::: Excerpt to read :::

Mario Alberto Molina, O.A.R., Archbishop Emeritus of the Archdiocese of Los Altos, Quetzaltenango – Totonicapán, introduces us to the Easter Triduum with a profound reflection on the meaning of Holy Thursday. From the Eucharist to the washing of the feet, he guides us to understand the mystery of Christ who gives himself out of love.
Easter Triduum begins: victory over sin and death
With this evening celebration we begin the Easter Triduum, the most important celebration of the Catholic liturgy. Throughout these three days, from today until Sunday evening, the liturgy takes as its guide the account of the passion, death and resurrection of the Lord that we find in the Gospels. Each day, in the liturgy, we will commemorate the salvific events through which Jesus Christ, our Lord, conquered sin and death to give us holiness and life.

::: Provided information :::

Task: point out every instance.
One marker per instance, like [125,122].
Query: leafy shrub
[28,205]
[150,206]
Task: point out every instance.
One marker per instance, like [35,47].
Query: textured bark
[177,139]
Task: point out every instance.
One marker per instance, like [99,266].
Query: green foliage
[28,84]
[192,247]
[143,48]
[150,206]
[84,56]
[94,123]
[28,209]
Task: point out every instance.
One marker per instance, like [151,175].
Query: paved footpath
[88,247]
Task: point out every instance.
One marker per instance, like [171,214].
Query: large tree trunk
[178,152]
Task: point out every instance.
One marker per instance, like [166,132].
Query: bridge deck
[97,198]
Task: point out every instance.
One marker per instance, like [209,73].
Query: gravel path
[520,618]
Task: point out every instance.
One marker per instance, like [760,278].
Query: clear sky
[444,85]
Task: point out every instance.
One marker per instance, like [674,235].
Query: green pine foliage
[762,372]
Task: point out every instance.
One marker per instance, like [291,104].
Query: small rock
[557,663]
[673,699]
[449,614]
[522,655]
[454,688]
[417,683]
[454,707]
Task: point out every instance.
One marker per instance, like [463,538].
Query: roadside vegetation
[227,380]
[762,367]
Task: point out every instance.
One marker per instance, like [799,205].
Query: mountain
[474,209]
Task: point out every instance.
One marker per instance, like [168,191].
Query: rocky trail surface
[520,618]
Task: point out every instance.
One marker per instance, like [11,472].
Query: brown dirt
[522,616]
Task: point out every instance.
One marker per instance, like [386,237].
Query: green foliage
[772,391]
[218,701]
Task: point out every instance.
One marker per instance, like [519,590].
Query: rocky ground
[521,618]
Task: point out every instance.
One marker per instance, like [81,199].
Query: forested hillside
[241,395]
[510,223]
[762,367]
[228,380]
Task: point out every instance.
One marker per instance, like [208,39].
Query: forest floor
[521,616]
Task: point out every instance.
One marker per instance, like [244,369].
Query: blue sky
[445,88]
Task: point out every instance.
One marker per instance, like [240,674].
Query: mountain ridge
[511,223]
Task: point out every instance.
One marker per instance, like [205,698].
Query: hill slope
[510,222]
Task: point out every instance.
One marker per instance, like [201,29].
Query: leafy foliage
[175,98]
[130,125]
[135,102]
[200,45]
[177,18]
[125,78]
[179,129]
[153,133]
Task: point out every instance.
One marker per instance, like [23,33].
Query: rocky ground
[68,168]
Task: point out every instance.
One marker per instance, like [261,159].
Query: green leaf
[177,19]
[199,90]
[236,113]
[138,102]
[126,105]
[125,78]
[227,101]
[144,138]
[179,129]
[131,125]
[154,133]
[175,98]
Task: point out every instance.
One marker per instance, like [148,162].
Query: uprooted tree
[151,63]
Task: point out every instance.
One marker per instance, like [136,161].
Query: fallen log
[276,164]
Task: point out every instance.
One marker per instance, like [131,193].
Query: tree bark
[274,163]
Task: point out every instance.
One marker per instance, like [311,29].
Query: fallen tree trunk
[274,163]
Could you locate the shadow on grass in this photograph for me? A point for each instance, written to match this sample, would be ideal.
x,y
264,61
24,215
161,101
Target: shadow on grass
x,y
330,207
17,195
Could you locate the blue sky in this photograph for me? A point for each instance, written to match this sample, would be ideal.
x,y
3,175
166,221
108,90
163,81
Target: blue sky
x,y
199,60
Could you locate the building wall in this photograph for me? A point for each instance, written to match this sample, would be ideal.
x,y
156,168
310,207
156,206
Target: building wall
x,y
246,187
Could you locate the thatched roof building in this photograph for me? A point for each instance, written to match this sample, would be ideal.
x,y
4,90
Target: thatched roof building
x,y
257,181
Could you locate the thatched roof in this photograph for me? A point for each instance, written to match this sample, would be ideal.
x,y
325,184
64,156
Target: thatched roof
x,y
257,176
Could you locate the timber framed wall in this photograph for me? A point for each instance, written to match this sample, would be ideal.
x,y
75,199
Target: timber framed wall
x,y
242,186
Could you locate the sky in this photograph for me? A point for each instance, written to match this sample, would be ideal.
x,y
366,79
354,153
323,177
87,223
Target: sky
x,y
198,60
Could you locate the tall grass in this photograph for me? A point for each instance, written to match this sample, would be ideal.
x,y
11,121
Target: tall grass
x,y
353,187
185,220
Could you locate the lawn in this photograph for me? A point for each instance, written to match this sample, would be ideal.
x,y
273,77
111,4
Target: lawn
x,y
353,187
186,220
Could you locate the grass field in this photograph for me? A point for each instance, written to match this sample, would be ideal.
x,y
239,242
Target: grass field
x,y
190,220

:::

**To do**
**a)** Which events of the Lord's life does the Easter Triduum text say the liturgy takes as its guide through the three days?
**b)** What does the Easter Triduum text call the Triduum within the Catholic liturgy?
**c)** Continue the reflection on the Easter Triduum after its last sentence.

**Responses by task**
**a)**
- His passion
- His death
- His resurrection

**b)** The most important celebration of the Catholic liturgy.

**c)**
Last Sunday we read the account of the passion of Jesus Christ according to St. Luke. The account begins with the narration of the Lord’s last supper with his disciples, during which he instituted the Eucharist and washed the feet of his disciples. Therefore, on this evening, the liturgy of the Church commemorates the institution of the Eucharist and repeats the gesture of the washing of the feet. Both gestures of Jesus refer in anticipation to his death on the cross. The readings we will read at each celebration will offer us the theological content of the event we are celebrating.
Easter: the definitive liberation
Jesus Christ died during the Jewish Pesach celebration. Pesach is the Hebrew word from which our word “Passover” is derived. The Jews celebrated and still celebrate Pesach today by through a family dinner commemorating the liberation from slavery in Egypt. Jesus died on the days when Passover was celebrated. From a human point of view, that is pure coincidence; but from the gaze of faith, one discovers God’s design.
If the Jews celebrated liberation from Egypt, Jesus Christ, with his death, brought us the true and definitive liberation from sin, from the inconsistencies of freedom and from the fear of death that undermines the meaning of human life.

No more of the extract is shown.